### [TASK SET]
a – According to the California International Marathon overview, what pace does the 3:15 pace group actually run?
b – Pick up the California International Marathon overview after its last sentence and keep writing it.

### [SOURCE TEXT]
────
CIM (California International Marathon) Overview
By Michael Rolnick
Let’s start by saying that this is a marathon runner’s race. It has easy logistics if you stay near downtown Sacramento. The expo, busses to the start, finishing area and host hotels are all concentrated into a relatively compact area. It’s not a big city marathon, but with more than 9,000 registrants, it had a bigger event feel than some other races in comparable locations.
What drew me to run CIM was a desire to redeem my poor showing this past April in Boston, and a chance to see how fast I could run if everything – training, weather, and a fast course – came together. CIM is definitely a fast course. Not a downhill course, but a fast course with plenty of rolling hills in the first 13-16 miles. Nothing too steep either up or down, but consistent enough to work all of your leg muscles in a way that a totally flat course cannot.
CIM has pace groups from 2:45 and up, most tied to specific BQ times (for example the 3:15 pace group is actually a 3:13 pace team so you have a 2-minute margin for qualifying below the standard). Some of the pacers reflected the great support for this race, especially from the ultra running community. Pacers this year included Scott Jurek and Jenn Shelton (pacing a visually impaired athlete to a sub-3 time), Zack Bitter and Tim Twietmeyer.
────
### [DATA SEGMENT]
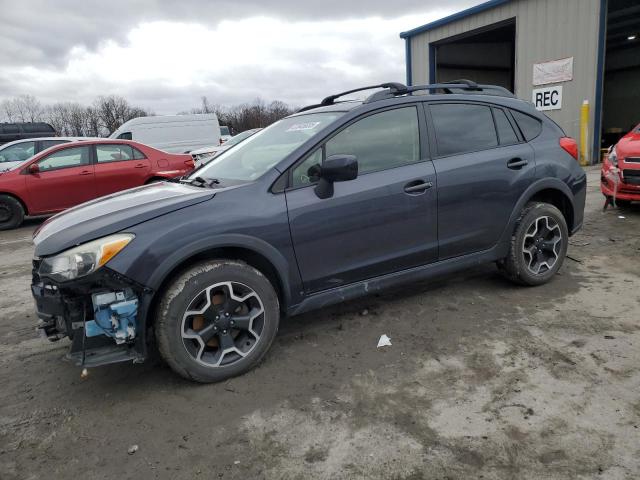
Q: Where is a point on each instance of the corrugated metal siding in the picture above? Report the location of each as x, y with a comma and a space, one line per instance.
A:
────
### [RESULTS BY TASK]
a – It runs as a 3:13 pace team, which gives a 2-minute margin below the qualifying standard.

b –
The course has good crowds, and decent scenery as you run point-to-point from Folsom to the state capitol building in Sacramento. But let’s face facts; you come here to run fast, try to PR, try to BQ and ring that bell. For me, that meant finishing without cramping, running my first sub-3, and helping a good friend and training partner finish a marathon strongly for the first time in three attempts and get his own BQ.
Weather at the race has been challenging in the past, but this year it was perfect for racing – 40º F at the start, no headwinds, overcast and near 50º F at the finish.
Heading into the race, I had finished up a very good training block, focusing more on speed and longer tempo runs than I had prior to Boston. Additionally, a very solid half marathon five weeks out from CIM had me confident that I was on track to meet my goals to BQ and PR.
Not having been to CIM before, I tapped into my running network and followed some veterans into town. I rode their logistical coattails for where to stay (there are plenty of hotels downtown near the finish line), the quick stop at the Expo on Saturday afternoon (don’t wander around too much), our pre-race meals (good Japanese food early in the evening), plus when and where to meet up to catch our bus to the race start on Sunday morning (first busses leave the convention center at 5 a.m.).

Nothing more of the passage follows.